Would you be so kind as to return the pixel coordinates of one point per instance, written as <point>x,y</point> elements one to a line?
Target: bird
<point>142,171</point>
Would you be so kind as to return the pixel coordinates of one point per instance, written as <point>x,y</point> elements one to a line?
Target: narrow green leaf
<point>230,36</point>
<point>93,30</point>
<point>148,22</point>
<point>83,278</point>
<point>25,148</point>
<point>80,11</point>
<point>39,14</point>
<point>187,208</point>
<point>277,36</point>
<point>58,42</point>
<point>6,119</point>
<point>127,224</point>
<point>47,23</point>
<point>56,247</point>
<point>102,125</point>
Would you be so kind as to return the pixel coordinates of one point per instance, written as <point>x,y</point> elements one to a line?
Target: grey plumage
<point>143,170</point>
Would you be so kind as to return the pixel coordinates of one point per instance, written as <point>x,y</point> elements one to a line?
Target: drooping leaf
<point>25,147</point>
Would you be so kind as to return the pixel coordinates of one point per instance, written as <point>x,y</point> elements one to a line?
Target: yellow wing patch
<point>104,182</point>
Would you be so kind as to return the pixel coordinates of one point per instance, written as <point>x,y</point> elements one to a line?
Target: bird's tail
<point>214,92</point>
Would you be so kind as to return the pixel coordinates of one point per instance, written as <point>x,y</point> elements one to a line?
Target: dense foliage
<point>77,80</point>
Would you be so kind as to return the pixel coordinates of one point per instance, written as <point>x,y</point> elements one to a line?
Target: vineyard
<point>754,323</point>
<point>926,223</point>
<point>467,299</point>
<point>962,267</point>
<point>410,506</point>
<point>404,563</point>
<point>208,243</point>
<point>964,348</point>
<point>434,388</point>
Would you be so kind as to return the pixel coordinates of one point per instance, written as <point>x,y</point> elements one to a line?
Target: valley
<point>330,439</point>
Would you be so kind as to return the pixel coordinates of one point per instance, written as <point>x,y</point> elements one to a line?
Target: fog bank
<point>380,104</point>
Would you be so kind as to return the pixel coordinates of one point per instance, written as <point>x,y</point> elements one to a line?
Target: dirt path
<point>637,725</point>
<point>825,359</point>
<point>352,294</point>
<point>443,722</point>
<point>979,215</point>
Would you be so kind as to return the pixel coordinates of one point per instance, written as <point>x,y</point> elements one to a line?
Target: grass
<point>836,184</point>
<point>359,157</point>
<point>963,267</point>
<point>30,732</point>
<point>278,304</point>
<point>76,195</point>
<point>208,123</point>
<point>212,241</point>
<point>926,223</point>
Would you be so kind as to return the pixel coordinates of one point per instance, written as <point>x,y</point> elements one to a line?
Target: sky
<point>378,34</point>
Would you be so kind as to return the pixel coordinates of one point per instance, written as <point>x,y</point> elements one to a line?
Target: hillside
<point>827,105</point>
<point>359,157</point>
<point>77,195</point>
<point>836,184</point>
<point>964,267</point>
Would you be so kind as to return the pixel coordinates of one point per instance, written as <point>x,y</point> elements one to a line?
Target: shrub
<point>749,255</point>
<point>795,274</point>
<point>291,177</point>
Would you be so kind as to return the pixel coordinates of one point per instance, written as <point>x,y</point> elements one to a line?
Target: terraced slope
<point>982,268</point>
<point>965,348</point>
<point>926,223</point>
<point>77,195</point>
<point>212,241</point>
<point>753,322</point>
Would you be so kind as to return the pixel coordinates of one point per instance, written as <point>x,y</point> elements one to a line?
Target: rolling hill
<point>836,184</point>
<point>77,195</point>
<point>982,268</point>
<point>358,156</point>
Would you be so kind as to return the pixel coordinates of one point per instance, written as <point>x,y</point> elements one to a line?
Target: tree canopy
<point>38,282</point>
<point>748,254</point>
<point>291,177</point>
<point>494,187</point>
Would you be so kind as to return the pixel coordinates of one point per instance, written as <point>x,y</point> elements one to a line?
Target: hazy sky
........
ABOUT THIS TASK:
Your response should consist solely of the lines from the one that holds "Target: tree canopy" through the end of the listing above, reproduced exactly.

TASK OUTPUT:
Target: tree canopy
<point>38,282</point>
<point>748,254</point>
<point>291,177</point>
<point>494,187</point>
Would you be so kind as to return the pixel coordinates of one point per instance, written as <point>x,y</point> elements one to a line?
Target: hazy sky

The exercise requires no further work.